BEGIN Extract to read

Machine Learning Studio jobs fail due to DATA_CAPABILITY timeout

Alert101 5 Reputation points
2025-12-01T08:41:40.15+00:00

I'm running a custom deep learning experiment with TensorFlow/Keras in Azure ML Studio. The data is in tfrecord files, each around 1GB. Smaller datasets (~10GB) have worked fine, but now that I'm ready to use my main dataset which is over 200 files I'm getting data errors which breaks the training.

Failed to execute command group with error Docker container `a5a95ec6912f43219377f97c4d2ed5e3-lifecycler` failed with status code `1`. System unhealthy with error: Component DATA_CAPABILITY unhealthy with err Service 'DATA_CAPABILITY' returned invalid response: status: Unavailable, message: "ping timeout", details: [], metadata: MetadataMap { headers: {"content-type": "application/grpc"} }

The error happens after the first epoch. I assume during the saving of the epoch checkpoint. The weird thing is that reaching the end of the epoch takes around 30-40 minutes but after that the job basically stalls. The error then happens randomly after 5 minutes or maybe five hours. I have two mounts, one RO for the training data and one RW for the checkpoints. The error started happening after I added the following mount settings to the job env vars. Without them the VM runs out of disk space (64GB) due to the size of the dataset.

END Extract to read
BEGIN Data listing

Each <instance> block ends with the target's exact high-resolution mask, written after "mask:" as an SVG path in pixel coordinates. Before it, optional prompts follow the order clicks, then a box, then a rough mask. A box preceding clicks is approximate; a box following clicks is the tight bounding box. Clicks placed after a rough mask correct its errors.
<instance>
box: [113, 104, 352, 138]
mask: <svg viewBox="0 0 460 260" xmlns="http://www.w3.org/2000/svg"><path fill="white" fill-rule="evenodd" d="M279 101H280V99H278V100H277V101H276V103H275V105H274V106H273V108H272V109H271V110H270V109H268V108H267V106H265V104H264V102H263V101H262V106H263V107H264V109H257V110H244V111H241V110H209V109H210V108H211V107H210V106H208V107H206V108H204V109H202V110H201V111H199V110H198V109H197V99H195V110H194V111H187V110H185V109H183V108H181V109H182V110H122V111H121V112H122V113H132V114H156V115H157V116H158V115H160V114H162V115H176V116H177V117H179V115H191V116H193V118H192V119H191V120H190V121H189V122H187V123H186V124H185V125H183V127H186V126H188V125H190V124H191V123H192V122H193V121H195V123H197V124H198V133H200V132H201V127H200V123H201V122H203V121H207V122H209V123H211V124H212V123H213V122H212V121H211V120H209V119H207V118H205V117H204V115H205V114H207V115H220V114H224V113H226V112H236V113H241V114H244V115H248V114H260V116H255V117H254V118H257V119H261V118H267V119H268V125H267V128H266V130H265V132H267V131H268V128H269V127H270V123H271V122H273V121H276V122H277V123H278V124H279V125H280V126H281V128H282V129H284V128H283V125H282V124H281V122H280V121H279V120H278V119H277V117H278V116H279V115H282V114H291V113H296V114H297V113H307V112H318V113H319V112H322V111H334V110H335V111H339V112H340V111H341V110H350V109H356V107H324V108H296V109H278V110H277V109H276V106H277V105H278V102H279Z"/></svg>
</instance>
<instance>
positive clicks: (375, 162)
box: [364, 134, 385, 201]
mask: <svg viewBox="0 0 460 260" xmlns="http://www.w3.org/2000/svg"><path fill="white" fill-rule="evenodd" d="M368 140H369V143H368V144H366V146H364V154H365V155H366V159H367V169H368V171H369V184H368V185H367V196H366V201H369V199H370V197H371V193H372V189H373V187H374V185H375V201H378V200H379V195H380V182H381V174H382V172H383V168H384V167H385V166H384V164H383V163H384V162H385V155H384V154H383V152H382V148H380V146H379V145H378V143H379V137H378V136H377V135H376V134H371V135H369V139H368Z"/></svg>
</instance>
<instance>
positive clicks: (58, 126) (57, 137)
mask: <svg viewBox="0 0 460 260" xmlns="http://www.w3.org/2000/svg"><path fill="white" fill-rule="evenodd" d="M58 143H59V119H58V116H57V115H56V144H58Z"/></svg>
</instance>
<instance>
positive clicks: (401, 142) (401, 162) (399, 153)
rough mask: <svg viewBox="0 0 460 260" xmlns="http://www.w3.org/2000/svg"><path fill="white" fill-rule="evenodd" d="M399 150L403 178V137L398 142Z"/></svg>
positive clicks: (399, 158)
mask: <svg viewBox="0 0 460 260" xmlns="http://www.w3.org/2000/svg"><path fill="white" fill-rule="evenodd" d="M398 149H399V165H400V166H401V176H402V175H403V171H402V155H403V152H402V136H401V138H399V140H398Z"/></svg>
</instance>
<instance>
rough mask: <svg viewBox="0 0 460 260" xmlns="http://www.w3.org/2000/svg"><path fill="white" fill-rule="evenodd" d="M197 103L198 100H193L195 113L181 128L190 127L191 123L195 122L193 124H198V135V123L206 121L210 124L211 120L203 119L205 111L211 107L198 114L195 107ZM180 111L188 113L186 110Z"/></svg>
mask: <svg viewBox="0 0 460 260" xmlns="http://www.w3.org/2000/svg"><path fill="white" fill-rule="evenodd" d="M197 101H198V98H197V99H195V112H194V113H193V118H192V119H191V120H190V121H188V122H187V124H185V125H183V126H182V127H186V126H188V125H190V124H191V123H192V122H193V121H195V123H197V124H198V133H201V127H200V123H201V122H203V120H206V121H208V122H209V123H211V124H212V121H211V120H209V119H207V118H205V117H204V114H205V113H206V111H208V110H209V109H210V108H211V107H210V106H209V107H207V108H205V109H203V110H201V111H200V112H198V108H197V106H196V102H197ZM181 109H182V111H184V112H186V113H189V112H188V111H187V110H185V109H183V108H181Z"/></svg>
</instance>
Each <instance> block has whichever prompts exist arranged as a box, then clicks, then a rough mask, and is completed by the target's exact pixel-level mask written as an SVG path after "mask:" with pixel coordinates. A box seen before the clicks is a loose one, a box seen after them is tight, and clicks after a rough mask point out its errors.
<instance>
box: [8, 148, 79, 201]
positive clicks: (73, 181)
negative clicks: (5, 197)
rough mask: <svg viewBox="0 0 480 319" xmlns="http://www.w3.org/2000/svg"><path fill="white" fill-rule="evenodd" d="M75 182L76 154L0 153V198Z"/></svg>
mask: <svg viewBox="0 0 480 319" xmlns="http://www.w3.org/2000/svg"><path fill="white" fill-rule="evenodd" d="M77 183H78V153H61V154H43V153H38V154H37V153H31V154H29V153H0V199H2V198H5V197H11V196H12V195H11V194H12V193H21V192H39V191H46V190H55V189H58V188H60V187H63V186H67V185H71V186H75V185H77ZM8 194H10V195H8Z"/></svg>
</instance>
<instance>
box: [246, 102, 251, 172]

END Data listing

• [Exercise instructions]: Can you write what comes next in the forum post about Azure ML Studio jobs failing with a DATA_CAPABILITY timeout, starting after its final sentence? You won't need the records for this.

• [Solved exercise]:
Region: East US
Storage account: General Purpose V2 Standard/LRS
VM: Standard_NC24ads_A100_v4 (low priority)
Mount settings:

  • "DATASET_MOUNT_CACHE_SIZE": "-4096 MB"
  • "DATASET_MOUNT_BLOCK_BASED_CACHE_ENABLED": "true"
  • "DATASET_MOUNT_MEMORY_CACHE_SIZE": "32768"
  • "DATASET_MOUNT_BLOCK_FILE_CACHE_ENABLED": "true"

My guess is that the mount settings aren't compatible with the RW mount for the checkpoints. Any ideas on how to troubleshoot this?

The error seems to indicate that the job is unable to access data from the mount so I will try and change the storage account from LRS to ZRS tonight. However, that doesn't explain why the job stalls when trying to save the checkpoint, hence the this post.

Azure Machine Learning
{count} votes

2 answers

Sort by: Most helpful
  1. Alert101 5 Reputation points
    2025-12-01T15:17:41.6+00:00

    Update: Forgot that the conversion to ZRS is done by Azure so it's going to take a while.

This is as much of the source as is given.